WHAT NEEDS TO BE DONE:
Would you retype each of the records exactly as shown?

RECORDS FOR THIS EXERCISE:
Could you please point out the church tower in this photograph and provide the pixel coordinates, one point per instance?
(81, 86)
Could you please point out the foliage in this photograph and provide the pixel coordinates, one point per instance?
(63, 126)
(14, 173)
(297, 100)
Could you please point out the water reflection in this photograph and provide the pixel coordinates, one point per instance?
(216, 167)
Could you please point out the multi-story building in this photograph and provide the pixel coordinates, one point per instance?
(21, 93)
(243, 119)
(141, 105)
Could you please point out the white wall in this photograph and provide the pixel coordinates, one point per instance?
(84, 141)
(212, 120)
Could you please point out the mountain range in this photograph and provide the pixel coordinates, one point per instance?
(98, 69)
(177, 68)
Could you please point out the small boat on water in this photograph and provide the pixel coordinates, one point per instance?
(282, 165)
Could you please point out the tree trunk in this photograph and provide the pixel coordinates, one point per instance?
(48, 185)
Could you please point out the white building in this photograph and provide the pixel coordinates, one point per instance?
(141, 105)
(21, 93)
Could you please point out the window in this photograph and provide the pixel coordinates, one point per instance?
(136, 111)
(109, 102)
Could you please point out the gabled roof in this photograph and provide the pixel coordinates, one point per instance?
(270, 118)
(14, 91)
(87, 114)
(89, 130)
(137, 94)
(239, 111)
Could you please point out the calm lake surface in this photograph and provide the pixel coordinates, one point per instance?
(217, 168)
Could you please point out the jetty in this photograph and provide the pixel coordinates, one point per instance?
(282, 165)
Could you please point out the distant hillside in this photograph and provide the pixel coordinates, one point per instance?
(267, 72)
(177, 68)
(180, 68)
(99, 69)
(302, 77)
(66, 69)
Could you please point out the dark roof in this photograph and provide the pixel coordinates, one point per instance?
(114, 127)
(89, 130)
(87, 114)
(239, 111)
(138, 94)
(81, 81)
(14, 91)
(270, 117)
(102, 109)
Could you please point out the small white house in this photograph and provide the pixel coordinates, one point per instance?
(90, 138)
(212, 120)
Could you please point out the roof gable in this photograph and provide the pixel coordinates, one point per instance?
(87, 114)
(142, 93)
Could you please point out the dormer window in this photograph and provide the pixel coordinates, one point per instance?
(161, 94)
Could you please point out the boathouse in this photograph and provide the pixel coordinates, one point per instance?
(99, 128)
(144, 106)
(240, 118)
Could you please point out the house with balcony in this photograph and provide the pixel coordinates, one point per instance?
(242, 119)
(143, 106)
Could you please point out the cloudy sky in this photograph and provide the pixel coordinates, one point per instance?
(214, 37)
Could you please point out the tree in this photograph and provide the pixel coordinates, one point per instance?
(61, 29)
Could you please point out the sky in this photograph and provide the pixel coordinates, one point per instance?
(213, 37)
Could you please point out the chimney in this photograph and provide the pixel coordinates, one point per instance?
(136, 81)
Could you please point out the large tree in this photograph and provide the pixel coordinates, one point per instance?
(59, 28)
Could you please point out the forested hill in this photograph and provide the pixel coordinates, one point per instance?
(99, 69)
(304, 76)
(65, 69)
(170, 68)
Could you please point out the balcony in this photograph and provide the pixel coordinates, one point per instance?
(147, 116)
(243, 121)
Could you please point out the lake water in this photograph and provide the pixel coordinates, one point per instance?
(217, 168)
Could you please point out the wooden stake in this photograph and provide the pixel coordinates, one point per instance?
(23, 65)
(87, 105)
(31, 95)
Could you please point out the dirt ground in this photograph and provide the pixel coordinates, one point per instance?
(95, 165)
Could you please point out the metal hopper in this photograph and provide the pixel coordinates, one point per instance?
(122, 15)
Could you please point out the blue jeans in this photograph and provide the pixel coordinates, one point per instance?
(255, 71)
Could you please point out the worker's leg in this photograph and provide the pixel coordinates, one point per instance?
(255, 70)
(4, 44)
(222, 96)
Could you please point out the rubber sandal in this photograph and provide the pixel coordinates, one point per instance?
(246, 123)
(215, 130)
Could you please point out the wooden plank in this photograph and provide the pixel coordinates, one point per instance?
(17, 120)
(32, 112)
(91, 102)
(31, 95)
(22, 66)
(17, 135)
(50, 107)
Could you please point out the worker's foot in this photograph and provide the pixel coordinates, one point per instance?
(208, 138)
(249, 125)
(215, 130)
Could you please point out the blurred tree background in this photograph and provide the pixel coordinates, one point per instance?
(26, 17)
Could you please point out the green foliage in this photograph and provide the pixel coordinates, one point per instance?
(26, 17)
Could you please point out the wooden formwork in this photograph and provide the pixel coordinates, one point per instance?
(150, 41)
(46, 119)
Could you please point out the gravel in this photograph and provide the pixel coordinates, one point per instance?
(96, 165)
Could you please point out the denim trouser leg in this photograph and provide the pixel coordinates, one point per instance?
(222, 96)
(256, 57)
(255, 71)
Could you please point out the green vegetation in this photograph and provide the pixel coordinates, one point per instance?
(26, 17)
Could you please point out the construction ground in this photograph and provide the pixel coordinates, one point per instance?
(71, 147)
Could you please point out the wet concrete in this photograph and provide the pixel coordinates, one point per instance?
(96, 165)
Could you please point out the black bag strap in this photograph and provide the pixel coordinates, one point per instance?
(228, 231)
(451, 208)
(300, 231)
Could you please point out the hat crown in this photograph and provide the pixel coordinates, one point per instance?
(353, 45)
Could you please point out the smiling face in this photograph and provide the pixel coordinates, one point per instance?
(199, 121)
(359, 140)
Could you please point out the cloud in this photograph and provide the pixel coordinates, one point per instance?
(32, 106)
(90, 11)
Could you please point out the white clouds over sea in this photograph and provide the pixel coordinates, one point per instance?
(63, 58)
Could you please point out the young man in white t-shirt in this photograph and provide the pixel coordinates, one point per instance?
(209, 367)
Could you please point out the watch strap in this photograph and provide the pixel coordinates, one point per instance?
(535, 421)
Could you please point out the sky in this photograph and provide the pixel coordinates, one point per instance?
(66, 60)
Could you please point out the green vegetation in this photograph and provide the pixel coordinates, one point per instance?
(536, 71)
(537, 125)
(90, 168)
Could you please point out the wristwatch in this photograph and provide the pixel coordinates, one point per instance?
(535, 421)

EXERCISE RESULT:
Could you please point out the church tower in this photograph and provide the pixel coordinates, one point per instance?
(81, 86)
Could you please point out the foliage in this photograph and provide the pixel coordinates, one point per instance?
(63, 126)
(14, 173)
(297, 100)
Could you please point out the water reflection in this photograph and provide the pixel coordinates, one point per instance?
(216, 167)
Could you please point out the multi-story building in this photograph and provide the pixel coordinates, one point per instance?
(21, 93)
(243, 119)
(141, 105)
Could you please point out the white wall in this photograph and provide the pixel coordinates, one point per instance?
(84, 141)
(212, 120)
Could you please point out the mountain range in this photograph and provide the pixel coordinates, one point per instance?
(98, 69)
(177, 68)
Could you please point out the small boat on water in this photograph and provide the pixel coordinates, one point per instance?
(282, 165)
Could you please point out the tree trunk in this photograph and provide the pixel coordinates, one point per instance?
(48, 185)
Could you please point out the white building in this photograph and provide the pixel coordinates, one point per instance?
(141, 105)
(21, 93)
Could you please point out the window in this photograph and provide the pixel coordinates, one point per instance?
(136, 111)
(109, 102)
Could you please point out the gabled roof in this photograph and provide the pixel coordinates, one point per instance?
(270, 118)
(14, 91)
(87, 114)
(89, 130)
(137, 94)
(239, 111)
Could you please point out the calm lake surface in this photograph and provide the pixel coordinates, one point per instance?
(217, 168)
Could you please point out the jetty in this photograph and provide the pixel coordinates, one point per instance?
(282, 165)
Could you please point out the distant hillside in this photograph and provide the pixel coordinates, one point per instance?
(267, 72)
(177, 68)
(180, 68)
(99, 69)
(302, 77)
(66, 69)
Could you please point out the dark roof in this photograph and provide the pixel coordinates, one point per instance?
(114, 127)
(89, 130)
(87, 114)
(239, 111)
(138, 94)
(81, 81)
(14, 91)
(270, 117)
(102, 109)
Could you please point out the small white house in this photograph and provide the pixel coordinates, one point per instance?
(90, 138)
(212, 120)
Could you please point out the roof gable in this photograph and provide the pixel coordinates, one point per instance?
(87, 114)
(142, 93)
Could you please point out the dormer window in this photograph and provide the pixel coordinates, one point per instance?
(161, 94)
Could you please point out the boathouse in this photograph and provide the pixel coordinates, one point per instance?
(99, 128)
(144, 106)
(240, 118)
Could you please point out the house with balcony in this photograph and provide the pixel coordinates, one point per instance?
(242, 119)
(143, 106)
Could you please point out the cloudy sky in this photograph and provide the pixel coordinates, one point per instance?
(214, 37)
Could you please point out the tree in this photograph and provide the pixel coordinates, one point per instance?
(61, 29)
Could you please point out the sky in this photograph and provide the pixel coordinates, one point per instance?
(213, 37)
Could you please point out the chimney in this photograph and provide the pixel coordinates, one point per instance?
(136, 81)
Could you please point out the large tree in this photograph and provide the pixel coordinates, one point per instance?
(59, 28)
Could you please point out the forested hill in this photograph and provide the pixel coordinates, one point per instance?
(99, 69)
(304, 76)
(65, 69)
(170, 68)
Could you please point out the balcony in this photograph and provide the pixel coordinates, one point per instance?
(147, 116)
(243, 121)
Could you please point out the lake water in this photograph and provide the pixel coordinates, one point per instance?
(217, 168)
Could you please point out the wooden stake in this photograph and provide the pixel coordinates, one point per instance?
(23, 65)
(87, 105)
(31, 95)
Could you please point out the dirt ground in this photograph and provide the pixel coordinates, one point per instance?
(95, 165)
Could you please point out the metal hopper in this photograph and provide the pixel coordinates, one point per instance?
(122, 15)
Could you please point out the blue jeans in this photograph and provide the pixel coordinates, one point per instance?
(255, 71)
Could you please point out the worker's leg in this photograph and provide the pixel coordinates, one point per instance?
(255, 70)
(4, 44)
(222, 96)
Could you please point out the rubber sandal in this photograph and provide the pixel coordinates, one point per instance?
(246, 123)
(215, 130)
Could you please point out the wooden plank in this photograph and provide the pixel coordinates, one point per instance?
(17, 120)
(32, 112)
(91, 102)
(31, 95)
(22, 66)
(17, 135)
(50, 107)
Could you please point out the worker's foot in this photograph and provide the pixel coordinates, one point per instance?
(208, 138)
(249, 125)
(215, 130)
Could you please point out the blurred tree background in this photograph and provide the pixel coordinates, one point per instance?
(26, 17)
Could you please point out the green foliage in this photograph and provide the pixel coordinates, one point per instance?
(26, 17)
Could you please point out the wooden formwork in this photograph and provide the pixel coordinates, one point per instance?
(150, 41)
(46, 119)
Could you please point out the gravel in this photograph and provide the pixel coordinates, one point per instance?
(96, 165)
Could you please point out the denim trouser leg in this photograph and provide the pixel coordinates, one point per instance?
(222, 96)
(256, 57)
(255, 71)
Could you please point out the green vegetation in this photograph and provide the pixel coordinates, one point per instance?
(26, 17)
Could you please point out the construction ground in this photograph and provide the pixel coordinates, one point per instance?
(71, 147)
Could you please point out the wet concrete in this photograph and provide the pixel coordinates, one point per instance?
(96, 165)
Could you please point out the black bag strap in this photograph and provide the pixel coordinates, one point per instance?
(228, 231)
(451, 208)
(300, 231)
Could you please point out the hat crown in this photograph and provide the pixel coordinates, one point per instance?
(353, 45)
Could you please point out the smiling face in this photograph and provide the pixel coordinates, one point per instance?
(199, 121)
(359, 140)
Could you please point out the cloud in this photograph and provide the pixel coordinates, one point per instance?
(32, 106)
(90, 11)
Could you please point out the white clouds over sea in this photograph and provide the pixel coordinates, one point per instance?
(63, 58)
Could you please point out the young man in white t-shirt in this photograph and provide the pixel coordinates, one point per instance?
(209, 367)
Could you please point out the watch strap in this photograph and provide the pixel coordinates, one point per instance?
(535, 421)
Could you please point out the sky in this photograph and provide the pixel coordinates, one point per instance?
(66, 60)
Could you please point out the green vegetation in this photograph and provide the pixel coordinates, one point per instance?
(536, 71)
(537, 125)
(90, 168)
Could you please point out the wristwatch in this photograph and provide the pixel coordinates, one point per instance?
(535, 421)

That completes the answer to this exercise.